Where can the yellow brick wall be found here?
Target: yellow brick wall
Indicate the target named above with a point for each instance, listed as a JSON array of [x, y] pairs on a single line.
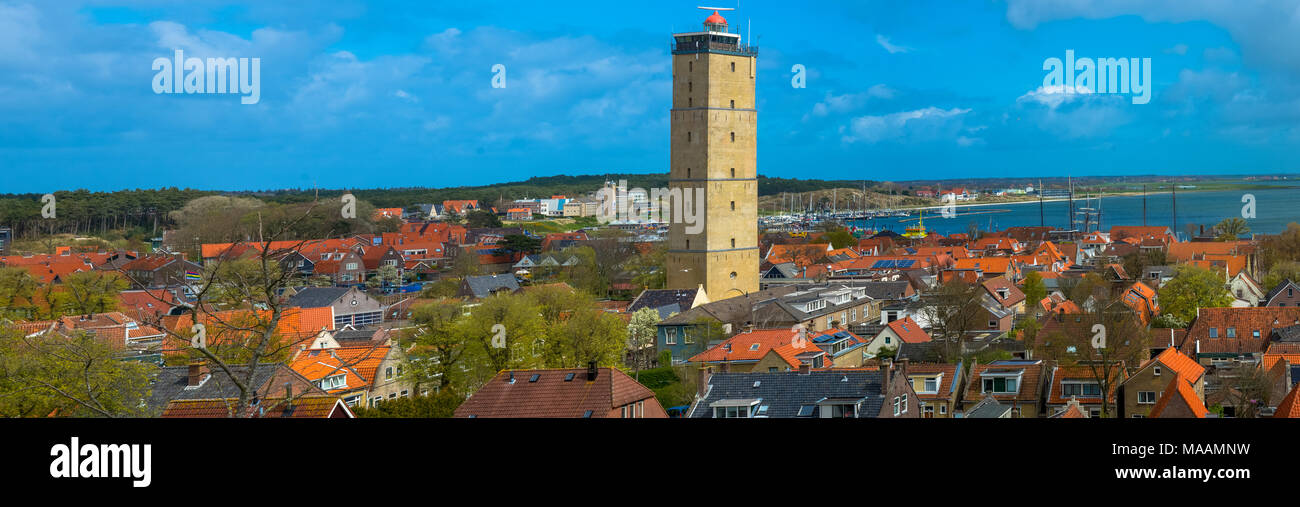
[[711, 102]]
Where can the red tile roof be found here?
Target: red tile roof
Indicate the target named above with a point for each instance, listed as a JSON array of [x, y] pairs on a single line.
[[1178, 394], [909, 330], [554, 397], [746, 346]]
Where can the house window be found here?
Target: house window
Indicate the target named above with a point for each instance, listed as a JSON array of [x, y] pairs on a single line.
[[336, 381], [731, 412], [1004, 385], [1080, 389]]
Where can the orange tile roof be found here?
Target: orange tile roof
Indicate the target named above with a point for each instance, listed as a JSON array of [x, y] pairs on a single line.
[[1290, 406], [748, 346], [908, 330], [1178, 363], [1054, 391], [304, 407], [360, 364]]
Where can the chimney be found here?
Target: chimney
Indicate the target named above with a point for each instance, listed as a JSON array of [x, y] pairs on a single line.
[[198, 371], [702, 381]]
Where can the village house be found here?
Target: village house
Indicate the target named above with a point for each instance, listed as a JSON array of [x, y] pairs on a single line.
[[1138, 393], [562, 393], [806, 393], [1015, 382], [1079, 384], [937, 386]]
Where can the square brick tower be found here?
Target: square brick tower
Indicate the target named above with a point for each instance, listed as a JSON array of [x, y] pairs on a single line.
[[714, 146]]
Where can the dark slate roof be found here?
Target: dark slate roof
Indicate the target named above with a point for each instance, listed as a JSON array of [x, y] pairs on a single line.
[[884, 290], [316, 297], [352, 336], [1279, 287], [785, 391], [485, 285], [661, 298], [1287, 334], [170, 384], [988, 408], [921, 352]]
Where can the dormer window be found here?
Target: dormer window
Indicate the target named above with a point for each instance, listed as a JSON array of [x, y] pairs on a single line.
[[1000, 385]]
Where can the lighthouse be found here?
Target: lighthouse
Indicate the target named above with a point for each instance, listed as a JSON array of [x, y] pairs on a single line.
[[714, 146]]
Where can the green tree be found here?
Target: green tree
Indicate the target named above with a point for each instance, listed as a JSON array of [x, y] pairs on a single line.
[[518, 343], [1231, 228], [642, 333], [94, 291], [1192, 287], [74, 375], [437, 343], [436, 404], [17, 289]]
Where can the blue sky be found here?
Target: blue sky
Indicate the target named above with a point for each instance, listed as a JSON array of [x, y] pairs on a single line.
[[393, 94]]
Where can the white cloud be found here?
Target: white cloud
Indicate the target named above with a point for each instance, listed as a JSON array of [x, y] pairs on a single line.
[[919, 125], [892, 48], [833, 104]]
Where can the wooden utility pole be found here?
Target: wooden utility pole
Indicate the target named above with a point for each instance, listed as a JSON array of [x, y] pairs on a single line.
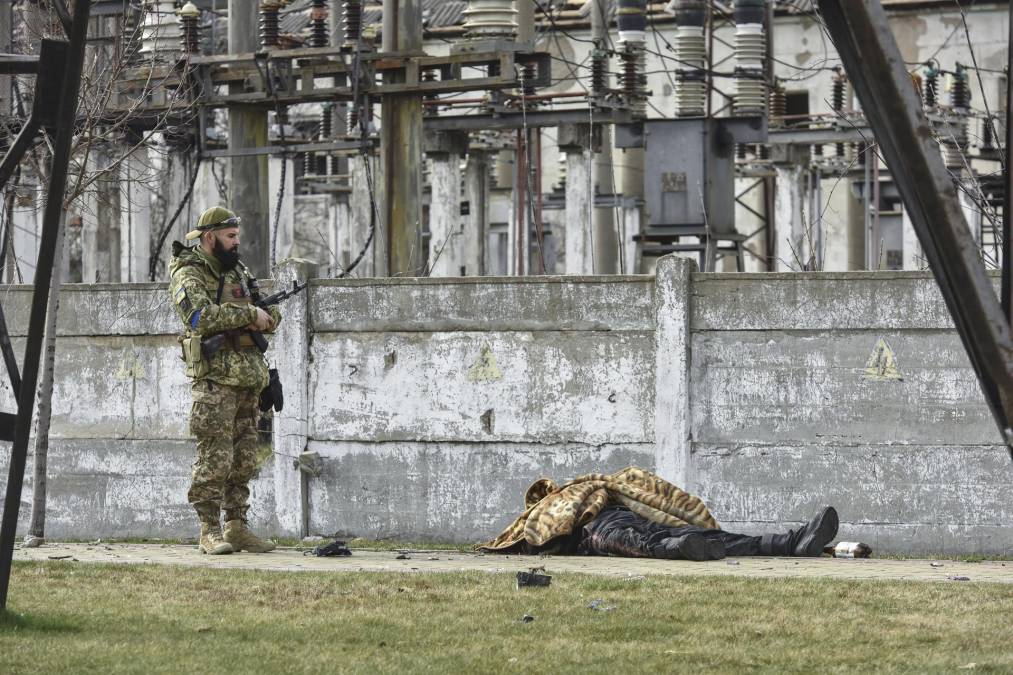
-=-=-=-=-
Stated task: Reproduce every row above with the phrase "single line" swapped for "one line" and nothing else altered. Omit the pictures.

Full output:
Where can the yellow brick wall be found here?
Target: yellow brick wall
Indicate the target named above with a point for each instance, listed as a JSON array of [x, y] pairs on a one line.
[[711, 102]]
Where can the red tile roof be found here?
Target: red tile roof
Indicate the target named above with a point for each instance, listed as a JSON array of [x, y] pairs on a one line.
[[1178, 394], [909, 330], [554, 397], [746, 346]]
Where can the house window be found here?
Target: house window
Indicate the target named above with a point for each instance, listed as a JSON array of [x, y] pairs on a one line.
[[336, 381], [731, 412], [1004, 385], [1080, 389]]
Where can the orange tile roof be found here?
Target: orange tile roof
Indicate the target named above with a point for each instance, listed as a JSON array of [x, y] pairs on a one line.
[[1290, 406], [748, 346], [908, 330], [1178, 363], [1054, 391], [304, 407], [360, 364]]
Where can the chimney be found here?
Target: chimney
Indicate the target named above with a point for each instance, listed as a JSON array of [x, y] pairs on a one line.
[[198, 371], [702, 381]]
Where can the village house be found here?
Target: village house
Indicate the target named above with a point for each instance, listed as a JSON array of [x, y] pairs on a one line.
[[1138, 393], [562, 393], [806, 393], [1015, 382], [1079, 384], [937, 386]]
Where can the square brick tower be found here?
Target: square brick tower
Indicate the target named above with a point for each instance, listed as a JSON array of [x, y] pairs on a one line.
[[714, 146]]
Where can the dark slate roof be found here?
Target: dark slate roof
Indicate the target named above with a point for each instance, listed as a JSON array of [x, y] pairs on a one line.
[[884, 290], [316, 297], [352, 336], [1279, 287], [785, 391], [485, 285], [661, 298], [1287, 334], [170, 384], [988, 408], [921, 352]]
Where can the dormer window be found here?
Target: dormer window
Indicate the target named above with a point for each instance, listed as a JSON array of [x, y] pairs on a one line.
[[1000, 385]]
Where can the lighthouse be found here?
Target: lighthouse
Indicate the target named above with a point for each instance, listed as a JSON array of [x, y] pairs on a one line.
[[714, 146]]
Where can the green tree be found here?
Target: green tree
Indicate the target named above with a point for each instance, listed as a JSON array of [x, y] pairs on a one line.
[[518, 343], [1231, 228], [642, 333], [94, 291], [1192, 287], [74, 375], [437, 343], [436, 404], [17, 289]]
Where can the blue sky be found here?
Target: blue sky
Indicate the target named above with a point for each instance, listed as a JSON array of [x, y] pairs on a one line.
[[393, 94]]
Where can the white cloud be found here?
Target: white cloud
Indicate the target named above with a point for each instance, listed as a JSON array of [x, y] pairs on a one line.
[[919, 125], [892, 48], [833, 104]]
Where can the wooden utility pole be found here?
Target: wooden utility pole
Indicate the target named above with a point for each instance, listed as a JSON array of [x, y] pairs on a one line.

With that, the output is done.